(Text shown)

G2: gh auth login Interactive Prompt — Headless Environment Requires Prior Logout (75-2)

  • Symptom: Running gh auth login --web on OCI ARM headless server when an account is already logged in presents an interactive "already logged in, re-authenticate?" prompt that gets stuck in a non-interactive environment (Claude Code Bash tool).
  • Fix: Prior gh auth logout --hostname github.com (inject stdin printf 'y\n') → subsequent gh auth login --web proceeds to device flow without prompt.
  • Lesson: In headless environments, gh CLI re-authentication must always follow logout → login 2 steps. Explicitly documented in runbook.

G3: Classic PAT (ghp_) → OAuth Token (gho_) Transition — Awareness of Operational Model Change (75-2/75-3)

  • Symptom: gh auth login --web issued a gho_ token through the gh CLI OAuth app instead of Settings > Personal access tokens (classic). PM noticed the mismatch with "Do we not need to issue a new token?"
  • Root Cause: Runbook used the term "PAT rotation" while the actual execution method is OAuth device flow — term-reality mismatch.

(End Text shown)
(Supplied data)

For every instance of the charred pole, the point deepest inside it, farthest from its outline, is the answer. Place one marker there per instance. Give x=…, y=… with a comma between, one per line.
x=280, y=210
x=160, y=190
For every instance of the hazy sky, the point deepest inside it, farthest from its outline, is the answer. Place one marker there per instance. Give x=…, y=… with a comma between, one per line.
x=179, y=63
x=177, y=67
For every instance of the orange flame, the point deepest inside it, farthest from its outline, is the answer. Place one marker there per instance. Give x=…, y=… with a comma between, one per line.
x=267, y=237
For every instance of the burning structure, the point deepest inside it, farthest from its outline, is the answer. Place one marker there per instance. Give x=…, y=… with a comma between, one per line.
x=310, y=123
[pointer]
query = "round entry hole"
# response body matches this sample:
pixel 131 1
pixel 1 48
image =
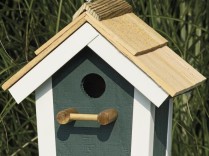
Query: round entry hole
pixel 93 85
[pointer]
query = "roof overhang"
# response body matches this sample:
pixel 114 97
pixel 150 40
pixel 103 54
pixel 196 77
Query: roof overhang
pixel 133 39
pixel 86 35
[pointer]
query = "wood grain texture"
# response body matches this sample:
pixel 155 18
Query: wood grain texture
pixel 180 76
pixel 105 9
pixel 134 34
pixel 129 33
pixel 139 43
pixel 169 71
pixel 46 49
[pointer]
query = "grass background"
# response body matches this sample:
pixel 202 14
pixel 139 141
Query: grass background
pixel 26 24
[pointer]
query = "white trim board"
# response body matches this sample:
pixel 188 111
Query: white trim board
pixel 54 61
pixel 87 35
pixel 142 126
pixel 128 70
pixel 45 119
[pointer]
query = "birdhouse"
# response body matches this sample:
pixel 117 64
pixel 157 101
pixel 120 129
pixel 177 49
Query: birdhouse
pixel 104 85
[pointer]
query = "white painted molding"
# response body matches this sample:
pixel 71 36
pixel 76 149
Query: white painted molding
pixel 128 70
pixel 169 130
pixel 142 126
pixel 69 48
pixel 54 61
pixel 45 119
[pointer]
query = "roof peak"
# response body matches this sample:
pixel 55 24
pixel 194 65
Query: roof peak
pixel 104 9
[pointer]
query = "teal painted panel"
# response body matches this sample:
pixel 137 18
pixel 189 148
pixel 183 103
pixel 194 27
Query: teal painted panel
pixel 161 127
pixel 87 137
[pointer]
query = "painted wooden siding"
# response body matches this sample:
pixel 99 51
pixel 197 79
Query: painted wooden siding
pixel 161 129
pixel 89 138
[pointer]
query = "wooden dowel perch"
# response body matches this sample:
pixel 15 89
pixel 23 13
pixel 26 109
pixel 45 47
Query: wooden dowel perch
pixel 105 117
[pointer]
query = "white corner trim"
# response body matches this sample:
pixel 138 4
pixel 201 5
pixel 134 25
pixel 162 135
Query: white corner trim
pixel 142 126
pixel 169 130
pixel 128 70
pixel 54 61
pixel 45 119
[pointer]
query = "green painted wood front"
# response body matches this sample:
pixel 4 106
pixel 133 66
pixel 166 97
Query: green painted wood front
pixel 161 129
pixel 87 137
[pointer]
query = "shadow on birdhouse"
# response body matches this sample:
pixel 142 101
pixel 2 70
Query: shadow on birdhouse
pixel 104 85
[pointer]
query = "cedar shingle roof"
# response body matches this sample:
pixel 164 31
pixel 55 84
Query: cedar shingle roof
pixel 133 38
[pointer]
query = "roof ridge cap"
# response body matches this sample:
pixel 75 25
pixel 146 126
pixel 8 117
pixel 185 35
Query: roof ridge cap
pixel 104 9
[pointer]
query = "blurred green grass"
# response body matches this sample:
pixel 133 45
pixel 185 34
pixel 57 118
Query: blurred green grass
pixel 26 24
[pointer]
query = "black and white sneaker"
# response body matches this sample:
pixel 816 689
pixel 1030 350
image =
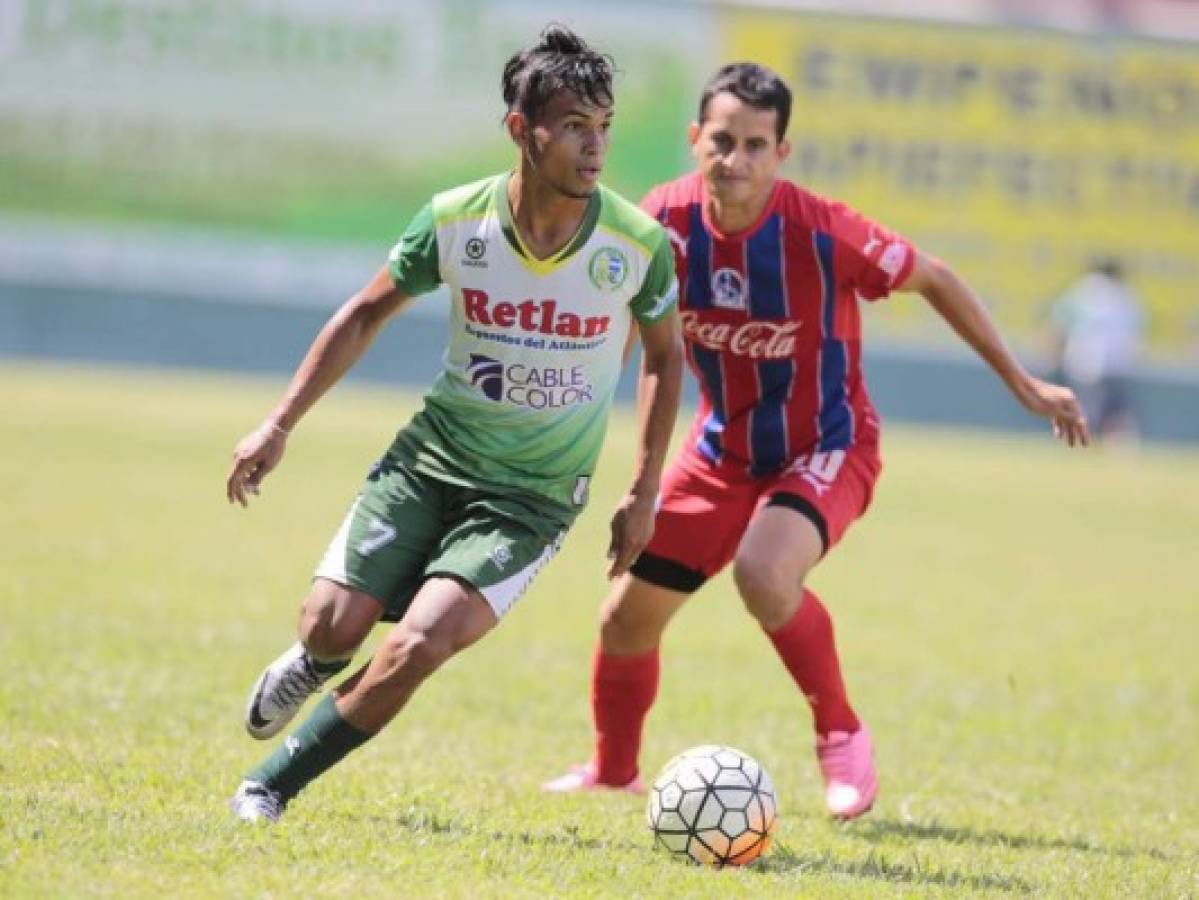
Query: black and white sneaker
pixel 254 803
pixel 282 688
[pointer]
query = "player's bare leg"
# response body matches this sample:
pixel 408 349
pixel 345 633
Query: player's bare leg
pixel 445 617
pixel 333 622
pixel 778 550
pixel 624 683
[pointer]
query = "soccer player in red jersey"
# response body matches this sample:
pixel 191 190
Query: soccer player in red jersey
pixel 784 451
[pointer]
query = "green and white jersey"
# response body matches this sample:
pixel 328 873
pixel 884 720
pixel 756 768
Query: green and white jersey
pixel 535 345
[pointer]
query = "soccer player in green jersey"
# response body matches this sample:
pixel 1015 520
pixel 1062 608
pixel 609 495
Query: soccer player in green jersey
pixel 547 271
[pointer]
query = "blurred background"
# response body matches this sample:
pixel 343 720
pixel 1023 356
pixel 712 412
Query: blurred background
pixel 200 182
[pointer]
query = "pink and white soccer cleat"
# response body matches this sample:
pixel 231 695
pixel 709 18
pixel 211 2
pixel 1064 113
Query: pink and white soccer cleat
pixel 585 778
pixel 847 765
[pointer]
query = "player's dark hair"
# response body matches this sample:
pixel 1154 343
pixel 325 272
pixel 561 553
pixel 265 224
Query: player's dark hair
pixel 561 60
pixel 753 84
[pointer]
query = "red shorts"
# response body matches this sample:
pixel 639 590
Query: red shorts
pixel 703 512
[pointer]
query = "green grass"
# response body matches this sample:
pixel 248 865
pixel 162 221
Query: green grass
pixel 1018 624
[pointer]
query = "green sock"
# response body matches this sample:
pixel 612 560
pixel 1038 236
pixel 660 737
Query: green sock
pixel 319 743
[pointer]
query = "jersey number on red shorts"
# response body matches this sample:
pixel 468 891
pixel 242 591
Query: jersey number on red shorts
pixel 819 469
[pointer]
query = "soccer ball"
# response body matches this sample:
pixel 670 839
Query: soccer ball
pixel 715 805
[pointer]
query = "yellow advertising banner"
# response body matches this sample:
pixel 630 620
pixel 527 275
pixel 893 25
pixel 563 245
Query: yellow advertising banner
pixel 1017 156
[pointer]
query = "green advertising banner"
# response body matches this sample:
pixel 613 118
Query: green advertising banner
pixel 1013 155
pixel 301 118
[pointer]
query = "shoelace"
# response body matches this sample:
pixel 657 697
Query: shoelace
pixel 265 801
pixel 297 682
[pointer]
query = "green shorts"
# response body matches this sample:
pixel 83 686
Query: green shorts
pixel 407 525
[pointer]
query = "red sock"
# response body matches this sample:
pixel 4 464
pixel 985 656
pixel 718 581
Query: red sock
pixel 807 648
pixel 622 690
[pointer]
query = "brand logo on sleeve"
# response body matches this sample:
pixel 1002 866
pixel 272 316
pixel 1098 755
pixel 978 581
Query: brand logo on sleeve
pixel 608 269
pixel 475 251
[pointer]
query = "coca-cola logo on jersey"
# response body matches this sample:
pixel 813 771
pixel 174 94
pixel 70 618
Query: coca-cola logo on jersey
pixel 753 339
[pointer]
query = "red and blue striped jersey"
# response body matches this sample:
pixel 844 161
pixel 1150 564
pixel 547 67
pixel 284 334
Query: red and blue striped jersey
pixel 771 321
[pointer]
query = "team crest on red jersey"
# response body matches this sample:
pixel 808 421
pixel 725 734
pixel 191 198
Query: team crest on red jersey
pixel 728 289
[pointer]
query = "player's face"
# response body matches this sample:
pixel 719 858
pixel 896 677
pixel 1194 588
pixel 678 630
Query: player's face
pixel 737 150
pixel 567 144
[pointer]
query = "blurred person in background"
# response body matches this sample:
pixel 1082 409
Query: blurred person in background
pixel 783 454
pixel 548 273
pixel 1097 331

(End Supplied data)

#### [Things to do]
1) In the gh CLI authentication notes, which token prefix did gh auth login --web produce in place of the classic PAT?
2) Copy the part of the gh CLI authentication notes starting at "G2: gh auth" and ending at "Code Bash tool).".

#### [Your responses]
1) gho_

2)
G2: gh auth login Interactive Prompt — Headless Environment Requires Prior Logout (75-2)

  • Symptom: Running gh auth login --web on OCI ARM headless server when an account is already logged in presents an interactive "already logged in, re-authenticate?" prompt that gets stuck in a non-interactive environment (Claude Code Bash tool).